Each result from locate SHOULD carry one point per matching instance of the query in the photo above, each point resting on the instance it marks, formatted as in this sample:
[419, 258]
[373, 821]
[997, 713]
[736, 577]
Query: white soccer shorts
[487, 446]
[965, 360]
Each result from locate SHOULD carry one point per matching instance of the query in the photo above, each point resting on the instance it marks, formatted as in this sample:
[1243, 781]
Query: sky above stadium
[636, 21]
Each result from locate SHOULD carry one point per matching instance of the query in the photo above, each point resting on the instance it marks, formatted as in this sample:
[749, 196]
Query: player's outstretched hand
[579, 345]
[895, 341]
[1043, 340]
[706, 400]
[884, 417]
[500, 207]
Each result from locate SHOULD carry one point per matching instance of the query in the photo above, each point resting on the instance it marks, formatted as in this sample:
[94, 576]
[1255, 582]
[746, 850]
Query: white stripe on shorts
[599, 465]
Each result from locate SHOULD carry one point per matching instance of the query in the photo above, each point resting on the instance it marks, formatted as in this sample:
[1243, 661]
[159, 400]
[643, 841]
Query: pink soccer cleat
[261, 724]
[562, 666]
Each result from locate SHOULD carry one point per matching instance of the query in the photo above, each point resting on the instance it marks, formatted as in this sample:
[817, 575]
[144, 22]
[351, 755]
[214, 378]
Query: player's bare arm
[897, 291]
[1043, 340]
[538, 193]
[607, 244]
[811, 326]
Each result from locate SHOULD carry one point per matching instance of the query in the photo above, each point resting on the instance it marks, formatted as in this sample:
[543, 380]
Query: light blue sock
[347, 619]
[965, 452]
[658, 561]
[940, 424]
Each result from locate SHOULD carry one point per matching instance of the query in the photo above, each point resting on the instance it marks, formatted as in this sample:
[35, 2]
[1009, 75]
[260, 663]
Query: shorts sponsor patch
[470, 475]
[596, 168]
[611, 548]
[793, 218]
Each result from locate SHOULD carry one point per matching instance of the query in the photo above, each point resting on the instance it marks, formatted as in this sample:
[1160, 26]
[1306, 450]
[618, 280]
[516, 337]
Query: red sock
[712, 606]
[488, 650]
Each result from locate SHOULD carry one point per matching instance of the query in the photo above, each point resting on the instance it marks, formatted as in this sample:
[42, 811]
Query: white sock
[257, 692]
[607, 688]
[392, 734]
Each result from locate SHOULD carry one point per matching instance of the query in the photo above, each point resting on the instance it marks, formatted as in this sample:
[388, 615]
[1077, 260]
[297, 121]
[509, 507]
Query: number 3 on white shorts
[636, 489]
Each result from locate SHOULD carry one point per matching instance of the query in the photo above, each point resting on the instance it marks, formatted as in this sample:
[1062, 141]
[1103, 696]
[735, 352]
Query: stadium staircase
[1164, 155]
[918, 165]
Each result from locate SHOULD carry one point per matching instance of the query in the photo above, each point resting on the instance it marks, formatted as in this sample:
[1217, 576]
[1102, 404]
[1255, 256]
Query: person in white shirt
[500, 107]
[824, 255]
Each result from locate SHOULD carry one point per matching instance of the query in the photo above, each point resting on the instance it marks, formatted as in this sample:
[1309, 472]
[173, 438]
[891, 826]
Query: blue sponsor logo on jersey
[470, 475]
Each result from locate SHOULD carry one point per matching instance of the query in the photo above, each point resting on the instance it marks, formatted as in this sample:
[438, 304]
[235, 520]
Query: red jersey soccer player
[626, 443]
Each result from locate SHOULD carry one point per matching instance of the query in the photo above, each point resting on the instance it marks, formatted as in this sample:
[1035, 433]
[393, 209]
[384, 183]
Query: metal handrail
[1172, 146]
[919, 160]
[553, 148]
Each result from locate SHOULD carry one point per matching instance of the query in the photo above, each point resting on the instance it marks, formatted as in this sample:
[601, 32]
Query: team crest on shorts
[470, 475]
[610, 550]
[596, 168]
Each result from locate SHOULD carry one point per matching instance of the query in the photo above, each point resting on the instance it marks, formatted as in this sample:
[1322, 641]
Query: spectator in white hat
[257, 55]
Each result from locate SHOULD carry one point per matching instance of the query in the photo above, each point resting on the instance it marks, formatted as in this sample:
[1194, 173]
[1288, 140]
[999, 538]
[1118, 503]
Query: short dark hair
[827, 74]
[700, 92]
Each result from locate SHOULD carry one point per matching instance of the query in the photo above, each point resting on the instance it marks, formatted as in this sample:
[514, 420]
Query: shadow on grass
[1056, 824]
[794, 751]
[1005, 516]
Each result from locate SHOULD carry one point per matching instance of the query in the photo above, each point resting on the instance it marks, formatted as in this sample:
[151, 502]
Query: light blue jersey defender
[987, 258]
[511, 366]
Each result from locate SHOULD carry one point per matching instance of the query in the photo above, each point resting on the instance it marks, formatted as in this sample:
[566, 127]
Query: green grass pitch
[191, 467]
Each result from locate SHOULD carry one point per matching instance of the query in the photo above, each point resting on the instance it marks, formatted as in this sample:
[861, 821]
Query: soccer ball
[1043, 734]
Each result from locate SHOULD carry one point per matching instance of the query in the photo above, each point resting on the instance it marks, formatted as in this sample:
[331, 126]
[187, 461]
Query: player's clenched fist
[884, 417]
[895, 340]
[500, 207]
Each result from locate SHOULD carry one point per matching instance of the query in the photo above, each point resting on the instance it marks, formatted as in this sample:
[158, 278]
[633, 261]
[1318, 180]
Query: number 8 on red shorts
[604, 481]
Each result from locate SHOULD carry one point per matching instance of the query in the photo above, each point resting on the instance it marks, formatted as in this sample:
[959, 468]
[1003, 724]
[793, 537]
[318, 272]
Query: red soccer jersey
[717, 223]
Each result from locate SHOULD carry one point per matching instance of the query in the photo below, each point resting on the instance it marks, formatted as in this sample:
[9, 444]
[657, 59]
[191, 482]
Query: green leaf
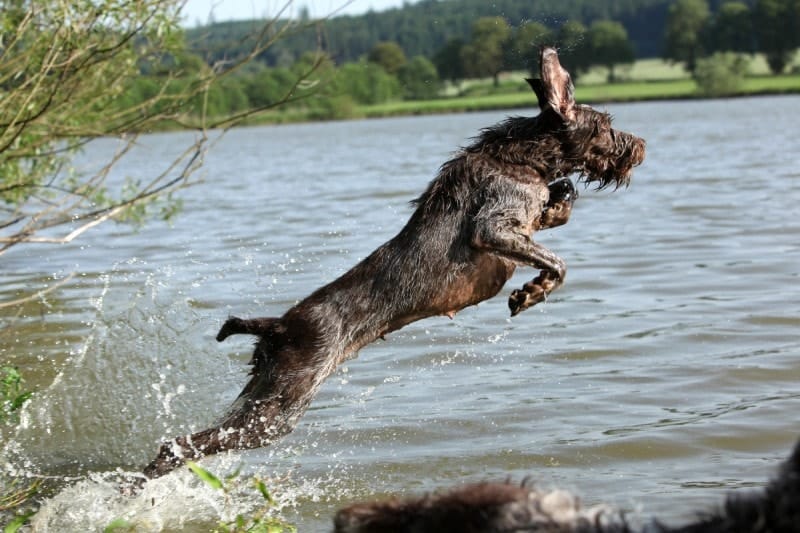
[235, 474]
[17, 402]
[264, 492]
[18, 522]
[210, 479]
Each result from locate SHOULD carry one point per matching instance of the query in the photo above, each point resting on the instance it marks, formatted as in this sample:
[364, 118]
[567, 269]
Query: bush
[721, 74]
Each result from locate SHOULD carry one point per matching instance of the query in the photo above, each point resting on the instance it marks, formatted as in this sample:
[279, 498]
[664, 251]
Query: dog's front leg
[502, 228]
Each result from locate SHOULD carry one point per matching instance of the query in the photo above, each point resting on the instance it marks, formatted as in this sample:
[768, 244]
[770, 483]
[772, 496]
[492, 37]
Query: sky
[198, 10]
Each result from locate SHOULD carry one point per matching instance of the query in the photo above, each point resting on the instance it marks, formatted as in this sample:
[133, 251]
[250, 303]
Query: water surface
[662, 374]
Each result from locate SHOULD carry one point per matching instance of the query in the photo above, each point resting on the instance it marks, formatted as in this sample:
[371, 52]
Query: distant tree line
[409, 53]
[693, 30]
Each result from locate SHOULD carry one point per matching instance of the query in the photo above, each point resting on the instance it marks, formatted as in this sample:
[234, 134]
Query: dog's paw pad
[521, 299]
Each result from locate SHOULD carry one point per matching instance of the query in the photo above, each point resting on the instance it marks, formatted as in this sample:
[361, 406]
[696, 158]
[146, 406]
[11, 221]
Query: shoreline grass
[594, 93]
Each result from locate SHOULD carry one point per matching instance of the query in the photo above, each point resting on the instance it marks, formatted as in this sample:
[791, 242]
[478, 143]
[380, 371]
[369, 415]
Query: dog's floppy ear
[538, 88]
[555, 86]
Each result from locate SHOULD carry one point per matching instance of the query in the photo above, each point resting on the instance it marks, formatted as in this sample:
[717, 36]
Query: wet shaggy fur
[469, 231]
[507, 508]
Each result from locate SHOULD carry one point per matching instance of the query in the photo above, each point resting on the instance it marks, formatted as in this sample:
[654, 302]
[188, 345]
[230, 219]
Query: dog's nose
[562, 190]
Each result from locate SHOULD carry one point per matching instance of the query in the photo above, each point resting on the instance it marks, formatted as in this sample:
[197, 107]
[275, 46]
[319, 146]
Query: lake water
[665, 372]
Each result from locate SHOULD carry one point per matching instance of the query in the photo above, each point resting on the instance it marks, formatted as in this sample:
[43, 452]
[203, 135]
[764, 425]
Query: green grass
[590, 93]
[646, 79]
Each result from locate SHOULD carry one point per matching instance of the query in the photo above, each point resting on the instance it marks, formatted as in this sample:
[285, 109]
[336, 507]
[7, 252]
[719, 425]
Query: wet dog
[469, 231]
[507, 508]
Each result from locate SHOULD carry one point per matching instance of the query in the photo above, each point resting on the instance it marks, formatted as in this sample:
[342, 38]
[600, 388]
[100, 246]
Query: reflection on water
[664, 371]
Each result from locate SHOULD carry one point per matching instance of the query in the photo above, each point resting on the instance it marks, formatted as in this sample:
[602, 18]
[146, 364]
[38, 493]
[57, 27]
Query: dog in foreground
[507, 508]
[471, 228]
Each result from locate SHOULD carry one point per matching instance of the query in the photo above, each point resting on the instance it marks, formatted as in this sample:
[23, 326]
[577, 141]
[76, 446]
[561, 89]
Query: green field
[648, 79]
[595, 93]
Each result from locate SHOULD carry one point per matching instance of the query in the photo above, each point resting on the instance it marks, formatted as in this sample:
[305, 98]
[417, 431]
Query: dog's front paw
[232, 326]
[528, 296]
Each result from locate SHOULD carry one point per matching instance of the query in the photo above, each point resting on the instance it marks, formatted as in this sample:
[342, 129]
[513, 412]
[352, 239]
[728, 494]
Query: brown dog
[507, 508]
[470, 230]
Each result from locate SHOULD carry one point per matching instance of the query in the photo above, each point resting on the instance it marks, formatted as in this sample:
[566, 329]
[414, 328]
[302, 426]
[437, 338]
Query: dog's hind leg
[502, 227]
[252, 326]
[556, 213]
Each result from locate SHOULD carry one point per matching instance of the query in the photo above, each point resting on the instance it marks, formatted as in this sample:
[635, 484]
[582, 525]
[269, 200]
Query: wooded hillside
[423, 28]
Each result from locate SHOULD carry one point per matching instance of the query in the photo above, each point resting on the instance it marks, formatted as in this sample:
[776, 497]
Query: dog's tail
[261, 327]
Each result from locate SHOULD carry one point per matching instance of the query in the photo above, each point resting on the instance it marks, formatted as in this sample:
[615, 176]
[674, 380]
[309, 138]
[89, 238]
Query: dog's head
[601, 154]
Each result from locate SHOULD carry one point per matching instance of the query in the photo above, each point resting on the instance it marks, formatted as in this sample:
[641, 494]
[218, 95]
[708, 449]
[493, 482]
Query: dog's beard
[616, 170]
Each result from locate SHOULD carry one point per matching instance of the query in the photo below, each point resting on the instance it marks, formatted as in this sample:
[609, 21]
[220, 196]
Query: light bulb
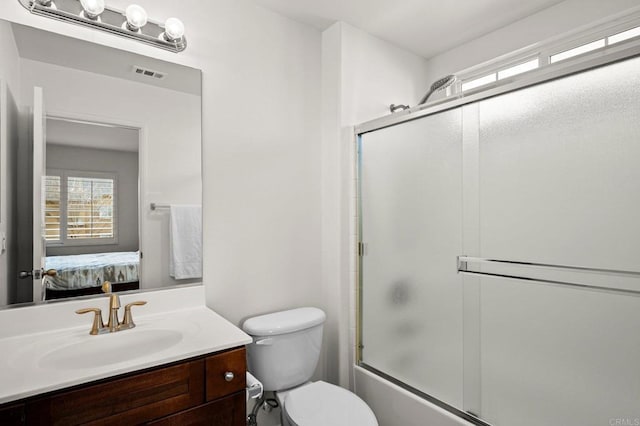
#####
Select each line in the records above that contains the string "sock". Treat uppercase and lowercase as different.

Query: light blue sock
Query: red sock
Query: white sock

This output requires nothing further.